> _Document source_
◇ ◇ ◇ ◇

Ce qui m’a le plus agacé :
- le dessin, un peu vieillot. Il donne l’impression d’avoir été fait dans les années soixante ou soixante-dix. C’est surtout à la vue des visages et des coiffures de femmes qu’on en vient à cette constatation. Pourtant, je ne crois pas que le récit soit censé se dérouler en 1970!?
- la coloration des ombrages, un peu malhabile. C’est particulièrement notable dans les visages féminins, comme ceux de l’épouse de Manville, à la p. 4 ou de madame Morissette, au centre de la p.45. De manière générale, les couleurs sont plutôt fades.
- certains problèmes de proportions ou de perspective : Ie chien dans l’escalier hyper à-pic de la p. 6, les gens sur le bord de la rue (même page, 3e vignette), si petits qu’on dirait des lilliputiens, l’enfant de la p. 9 qui arrive au nez de l’homme qui l’accompagne dans la 1re vignette pour ne plus atteindre que ses aisselles, trois cases plus loin!... Ce serait à travailler.

◇ ◇ ◇ ◇

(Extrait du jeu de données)

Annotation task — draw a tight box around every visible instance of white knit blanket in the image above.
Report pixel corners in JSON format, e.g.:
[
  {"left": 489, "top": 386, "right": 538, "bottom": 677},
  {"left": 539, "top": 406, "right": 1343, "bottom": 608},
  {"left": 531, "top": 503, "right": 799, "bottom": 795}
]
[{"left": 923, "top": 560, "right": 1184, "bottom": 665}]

◇ ◇ ◇ ◇

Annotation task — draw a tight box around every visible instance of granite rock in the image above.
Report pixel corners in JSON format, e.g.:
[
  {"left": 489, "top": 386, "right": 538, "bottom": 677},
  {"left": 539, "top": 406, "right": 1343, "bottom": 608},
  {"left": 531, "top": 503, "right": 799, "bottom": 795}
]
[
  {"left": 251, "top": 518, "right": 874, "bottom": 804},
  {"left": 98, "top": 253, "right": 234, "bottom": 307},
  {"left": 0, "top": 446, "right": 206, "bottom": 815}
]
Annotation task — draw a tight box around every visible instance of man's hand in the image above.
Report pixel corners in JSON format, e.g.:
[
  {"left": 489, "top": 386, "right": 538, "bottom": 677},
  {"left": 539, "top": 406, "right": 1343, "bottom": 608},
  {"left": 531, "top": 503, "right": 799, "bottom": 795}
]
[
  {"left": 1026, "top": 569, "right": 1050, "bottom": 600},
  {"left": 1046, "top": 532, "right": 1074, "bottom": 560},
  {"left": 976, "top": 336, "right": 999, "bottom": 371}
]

◇ ◇ ◇ ◇

Résumez en deux phrases le texte sur les défauts du dessin. Ces données n'ont aucun lien avec le texte.

Le dessin semble vieillot, comme s'il datait des années soixante ou soixante-dix, surtout à cause des visages et des coiffures de femmes, et la coloration des ombrages est un peu malhabile, avec des couleurs plutôt fades. On y voit aussi des problèmes de proportions ou de perspective, comme le chien dans l'escalier de la p. 6, les gens minuscules au bord de la rue et l'enfant de la p. 9 dont la taille change d'une vignette à l'autre.